■ Supplied passage ■
-- Start --
The release will mark a new chapter in U.S.-Saudi relations and a clear break from Trump's policy of equivocating about the Saudi state's role in the brutal murder.
Image: Saudi Crown Prince Mohammed bin Salman attends the Future Investment Initiative (FII) conference in the Saudi capital Riyadh
Saudi Crown Prince Mohammed bin Salman attends the Future Investment Initiative conference in the Saudi capital, Riyadh, in October 2018.Fayez Nureldine / AFP - Getty Images file

The Biden administration will release an intelligence report as early as Thursday that concludes that Saudi Crown Prince Mohammed bin Salman approved the 2018 killing of journalist Jamal Khashoggi, three U.S. officials familiar with the matter said.

The intelligence assessment, based largely on work by the CIA, is not new; NBC News was among the organizations that confirmed it in 2018.

But its public release will mark a significant new chapter in the U.S.-Saudi relationship and a clear break by President Joe Biden with former President Donald Trump's policy of equivocating about the Saudi state's role in a brutal murder that was widely condemned by members of Congress, journalists and a U.N. investigator.

Reuters first reported on the declassified intelligence summary scheduled for release in the coming days.

White House press secretary Jen Psaki told reporters Wednesday that Biden would communicate with the Saudi king, rather than his son the crown prince. She said the declassified report was being prepared for release soon.

The president confirmed to reporters late Wednesday that he had read the report.

It's unclear how releasing the report will affect U.S.-Saudi relations. Biden officials have been engaging with the Saudis since they took office, according to the State Department.

Khashoggi, 59, was a Saudi citizen working as a Washington Post columnist when he was lured to the Saudi consulate in Istanbul on Oct. 2, 2018, and killed by a team of intelligence operatives with close ties to the crown prince. His body was dismembered in part with a bone saw, American officials have said, and the remains have never been found.

After first denying the murder, the Saudi government changed course and asserted that Khashoggi was killed by accident as the team sought to forcibly extradite him. The Saudis say that the team acted on its own and that the crown prince was not involved.
-- End --
■ Task 1 ■
According to the Khashoggi article, with whom would Biden communicate instead of the crown prince?
■ Task 2 ■
Translate this sentence from the Khashoggi article into Spanish: "The president confirmed to reporters late Wednesday that he had read the report."
■ Task 3 ■
Print the part of the Khashoggi article starting with "White House press" and going on through "the State Department.".

■ Information shown ■
-- Start --
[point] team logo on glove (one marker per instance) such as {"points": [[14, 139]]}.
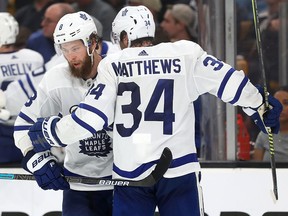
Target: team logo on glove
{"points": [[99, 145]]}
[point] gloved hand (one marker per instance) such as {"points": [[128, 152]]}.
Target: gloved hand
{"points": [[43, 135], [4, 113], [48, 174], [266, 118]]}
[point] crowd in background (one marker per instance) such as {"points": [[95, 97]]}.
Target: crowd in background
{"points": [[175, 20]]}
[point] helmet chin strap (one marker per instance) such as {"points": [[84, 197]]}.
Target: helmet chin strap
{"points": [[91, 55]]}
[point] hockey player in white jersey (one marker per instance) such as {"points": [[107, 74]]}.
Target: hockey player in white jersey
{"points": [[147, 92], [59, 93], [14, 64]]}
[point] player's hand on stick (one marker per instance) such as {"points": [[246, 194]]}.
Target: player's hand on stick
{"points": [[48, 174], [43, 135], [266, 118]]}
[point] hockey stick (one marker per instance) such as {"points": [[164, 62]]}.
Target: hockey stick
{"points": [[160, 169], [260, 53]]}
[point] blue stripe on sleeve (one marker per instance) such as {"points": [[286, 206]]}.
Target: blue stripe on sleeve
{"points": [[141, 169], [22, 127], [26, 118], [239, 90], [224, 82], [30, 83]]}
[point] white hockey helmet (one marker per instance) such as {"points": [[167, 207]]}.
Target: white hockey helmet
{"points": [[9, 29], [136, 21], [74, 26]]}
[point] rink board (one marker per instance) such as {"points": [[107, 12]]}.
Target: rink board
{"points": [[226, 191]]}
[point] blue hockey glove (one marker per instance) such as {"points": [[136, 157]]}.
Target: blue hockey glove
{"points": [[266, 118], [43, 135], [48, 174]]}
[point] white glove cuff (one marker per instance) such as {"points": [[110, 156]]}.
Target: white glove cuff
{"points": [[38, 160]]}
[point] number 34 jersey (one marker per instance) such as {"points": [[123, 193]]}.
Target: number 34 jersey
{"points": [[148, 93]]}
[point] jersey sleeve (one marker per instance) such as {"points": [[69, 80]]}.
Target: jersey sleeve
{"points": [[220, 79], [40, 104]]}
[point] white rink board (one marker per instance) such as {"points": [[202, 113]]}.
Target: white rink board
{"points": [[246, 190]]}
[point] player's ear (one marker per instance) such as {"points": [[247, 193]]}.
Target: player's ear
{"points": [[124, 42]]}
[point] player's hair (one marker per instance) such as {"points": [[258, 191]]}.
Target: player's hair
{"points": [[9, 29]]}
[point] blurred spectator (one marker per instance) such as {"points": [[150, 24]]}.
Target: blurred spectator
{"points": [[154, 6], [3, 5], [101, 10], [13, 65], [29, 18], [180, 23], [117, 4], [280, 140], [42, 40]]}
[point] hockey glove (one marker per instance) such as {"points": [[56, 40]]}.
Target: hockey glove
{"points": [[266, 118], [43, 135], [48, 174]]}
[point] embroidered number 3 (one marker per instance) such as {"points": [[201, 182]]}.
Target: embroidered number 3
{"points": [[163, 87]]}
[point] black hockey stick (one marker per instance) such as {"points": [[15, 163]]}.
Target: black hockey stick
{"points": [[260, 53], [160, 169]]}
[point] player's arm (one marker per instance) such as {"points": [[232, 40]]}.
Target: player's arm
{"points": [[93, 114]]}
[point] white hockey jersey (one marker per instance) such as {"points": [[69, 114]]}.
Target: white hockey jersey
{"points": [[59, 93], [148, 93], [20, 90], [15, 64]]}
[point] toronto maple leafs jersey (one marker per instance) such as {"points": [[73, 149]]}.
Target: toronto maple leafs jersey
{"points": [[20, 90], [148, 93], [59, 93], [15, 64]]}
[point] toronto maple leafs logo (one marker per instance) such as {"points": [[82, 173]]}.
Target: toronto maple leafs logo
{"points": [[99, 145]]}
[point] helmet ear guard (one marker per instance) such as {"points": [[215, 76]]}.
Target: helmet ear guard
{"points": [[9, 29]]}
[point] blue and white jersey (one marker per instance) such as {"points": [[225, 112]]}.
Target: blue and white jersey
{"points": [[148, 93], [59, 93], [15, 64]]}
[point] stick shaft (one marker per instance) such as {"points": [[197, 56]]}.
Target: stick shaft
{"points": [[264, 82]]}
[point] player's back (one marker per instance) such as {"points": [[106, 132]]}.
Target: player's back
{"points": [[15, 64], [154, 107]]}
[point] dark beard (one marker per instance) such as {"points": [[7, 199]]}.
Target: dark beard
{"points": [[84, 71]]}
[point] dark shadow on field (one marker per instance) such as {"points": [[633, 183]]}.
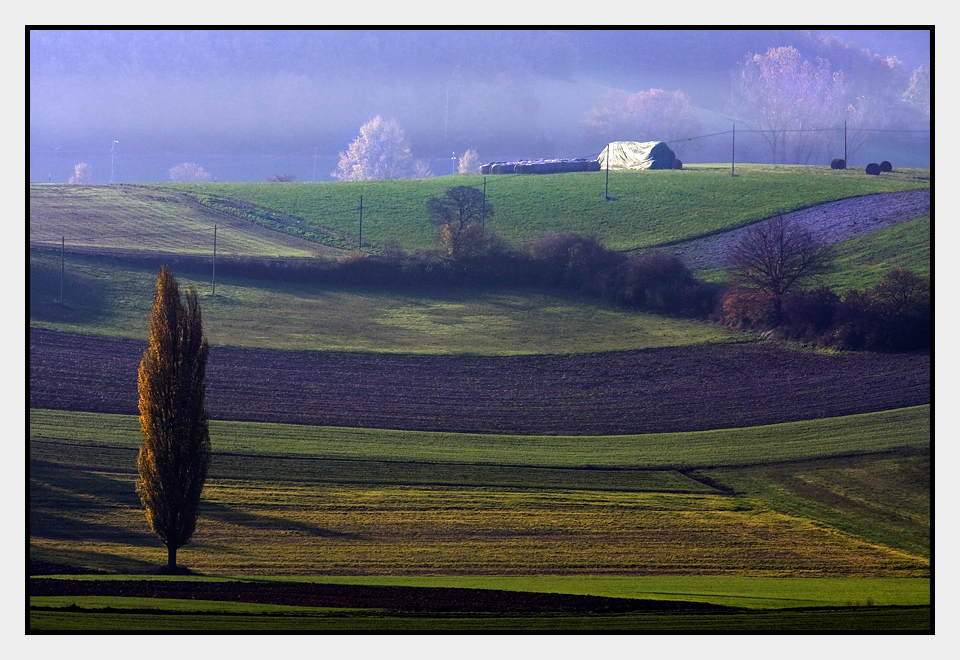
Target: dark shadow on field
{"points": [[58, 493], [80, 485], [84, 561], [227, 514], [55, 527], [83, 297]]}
-- End --
■ Exercise answer 1 ■
The Saudi king.

■ Exercise answer 2 ■
El presidente confirmó a los periodistas a última hora del miércoles que había leído el informe.

■ Exercise answer 3 ■
White House press secretary Jen Psaki told reporters Wednesday that Biden would communicate with the Saudi king, rather than his son the crown prince. She said the declassified report was being prepared for release soon.

The president confirmed to reporters late Wednesday that he had read the report.

It's unclear how releasing the report will affect U.S.-Saudi relations. Biden officials have been engaging with the Saudis since they took office, according to the State Department.